EXERCISE DIRECTIONS → Copy out all the entries exactly.
[start]
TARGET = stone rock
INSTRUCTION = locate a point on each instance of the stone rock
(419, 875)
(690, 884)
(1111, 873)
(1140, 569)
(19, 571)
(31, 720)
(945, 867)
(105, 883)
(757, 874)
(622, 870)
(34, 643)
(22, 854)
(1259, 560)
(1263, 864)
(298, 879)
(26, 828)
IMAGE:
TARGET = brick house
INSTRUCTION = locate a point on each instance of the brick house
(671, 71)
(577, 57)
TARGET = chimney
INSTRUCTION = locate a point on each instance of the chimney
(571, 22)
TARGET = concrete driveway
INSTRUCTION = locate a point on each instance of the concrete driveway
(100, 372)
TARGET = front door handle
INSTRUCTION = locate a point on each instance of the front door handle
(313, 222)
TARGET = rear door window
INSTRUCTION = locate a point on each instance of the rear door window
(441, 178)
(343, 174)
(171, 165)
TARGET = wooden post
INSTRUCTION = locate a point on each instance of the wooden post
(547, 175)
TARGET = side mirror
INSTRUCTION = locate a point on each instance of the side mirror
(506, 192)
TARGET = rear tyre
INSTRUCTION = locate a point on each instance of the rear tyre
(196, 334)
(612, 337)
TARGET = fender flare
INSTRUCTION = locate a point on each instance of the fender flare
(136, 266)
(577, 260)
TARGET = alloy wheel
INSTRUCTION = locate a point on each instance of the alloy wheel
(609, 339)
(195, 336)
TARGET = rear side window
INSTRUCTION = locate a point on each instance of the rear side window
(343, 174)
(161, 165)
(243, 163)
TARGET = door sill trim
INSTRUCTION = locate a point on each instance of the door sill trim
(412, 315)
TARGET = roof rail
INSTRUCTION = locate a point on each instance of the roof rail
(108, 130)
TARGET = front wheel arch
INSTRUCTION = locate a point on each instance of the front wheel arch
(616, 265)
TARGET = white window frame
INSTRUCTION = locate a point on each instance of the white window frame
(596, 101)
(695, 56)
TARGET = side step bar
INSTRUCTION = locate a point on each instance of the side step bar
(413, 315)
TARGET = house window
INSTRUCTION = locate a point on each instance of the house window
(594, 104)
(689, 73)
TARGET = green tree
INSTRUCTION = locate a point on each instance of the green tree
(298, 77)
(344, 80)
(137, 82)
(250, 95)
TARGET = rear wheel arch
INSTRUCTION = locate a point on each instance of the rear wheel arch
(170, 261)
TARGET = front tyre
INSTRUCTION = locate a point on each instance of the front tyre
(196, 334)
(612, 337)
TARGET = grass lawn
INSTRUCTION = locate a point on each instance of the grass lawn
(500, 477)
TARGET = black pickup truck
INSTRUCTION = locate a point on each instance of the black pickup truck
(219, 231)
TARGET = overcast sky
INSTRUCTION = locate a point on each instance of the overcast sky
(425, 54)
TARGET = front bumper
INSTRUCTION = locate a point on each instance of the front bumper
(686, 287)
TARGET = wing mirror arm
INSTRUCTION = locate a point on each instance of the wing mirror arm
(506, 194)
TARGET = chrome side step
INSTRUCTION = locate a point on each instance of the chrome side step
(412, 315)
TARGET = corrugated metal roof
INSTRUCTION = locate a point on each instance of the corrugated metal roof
[end]
SOLVED EXERCISE →
TARGET = stone rock
INSTRUCTION = locate a point on each instance of the stone rock
(419, 875)
(690, 884)
(1111, 873)
(1140, 569)
(19, 571)
(31, 720)
(945, 867)
(105, 883)
(757, 874)
(622, 870)
(34, 643)
(22, 854)
(1259, 560)
(1263, 864)
(298, 879)
(26, 828)
IMAGE:
TARGET = brick house
INSTRUCTION = locate a point on each instance of the brick house
(671, 71)
(577, 57)
TARGET = chimney
INSTRUCTION = locate a point on each instance of the chimney
(571, 22)
TARGET = concrete driveway
INSTRUCTION = locate a point on each instance of the concrete driveway
(100, 372)
TARGET = front door handle
INSTRUCTION = locate a point on each instance of the front door handle
(313, 222)
TARGET = rear door window
INSTRUCTION = locate a point on each instance of the rear door window
(441, 178)
(343, 174)
(171, 165)
TARGET = wooden post
INSTRUCTION = locate a point on each instance of the wooden post
(547, 175)
TARGET = side mirror
INSTRUCTION = locate a point on each instance of the side mirror
(506, 192)
TARGET = rear tyre
INSTRUCTION = locate a point on each instance of the rear tyre
(196, 334)
(612, 337)
TARGET = fender flare
INSTRUCTION = locate a point on each instance of the fender flare
(136, 266)
(577, 260)
TARGET = alloy wheel
INSTRUCTION = locate a point on each instance of the alloy wheel
(609, 339)
(195, 336)
TARGET = rear side window
INSTRUCTION = locate a point on each instance of the rear side window
(343, 174)
(161, 165)
(243, 163)
TARGET = door sill trim
INSTRUCTION = locate a point on each instance of the door sill trim
(412, 315)
TARGET = roof rail
INSTRUCTION = locate a point on each instance of the roof rail
(108, 130)
TARGET = front wheel arch
INSTRUCTION = locate a point on each instance of the front wheel arch
(616, 265)
TARGET = white window frame
INSTRUCTION = locate a point on each instance of the white window frame
(596, 101)
(695, 56)
TARGET = side step bar
INSTRUCTION = locate a point on each instance of the side step bar
(413, 315)
TARGET = house window
INSTRUCTION = locate a point on each instance of the house window
(594, 104)
(689, 73)
TARGET = green tree
INSTRUCTION = locate a point on each instance of the green tree
(298, 77)
(344, 80)
(137, 82)
(250, 95)
TARGET = rear wheel arch
INSTRUCTION = locate a point on each instance of the rear wheel arch
(170, 261)
TARGET = front tyre
INSTRUCTION = locate a point on each instance of the front tyre
(196, 334)
(612, 337)
TARGET = grass lawn
INSTRUCTION = locate a point on each instance of the grass lawn
(500, 477)
TARGET = black pickup truck
INSTRUCTION = locate a point on each instance of the black pickup truck
(219, 231)
TARGET = overcast sky
INSTRUCTION = locate a point on each instance of the overcast sky
(425, 54)
TARGET = front bumper
INSTRUCTION = locate a point on each instance of the front bumper
(686, 287)
TARGET = wing mirror arm
INSTRUCTION = locate a point on each instance of the wing mirror arm
(506, 194)
TARGET = chrome side step
INSTRUCTION = locate a point on each instance of the chrome side step
(412, 315)
TARGET = corrugated metal roof
INSTRUCTION = locate a point on each instance of the corrugated metal roof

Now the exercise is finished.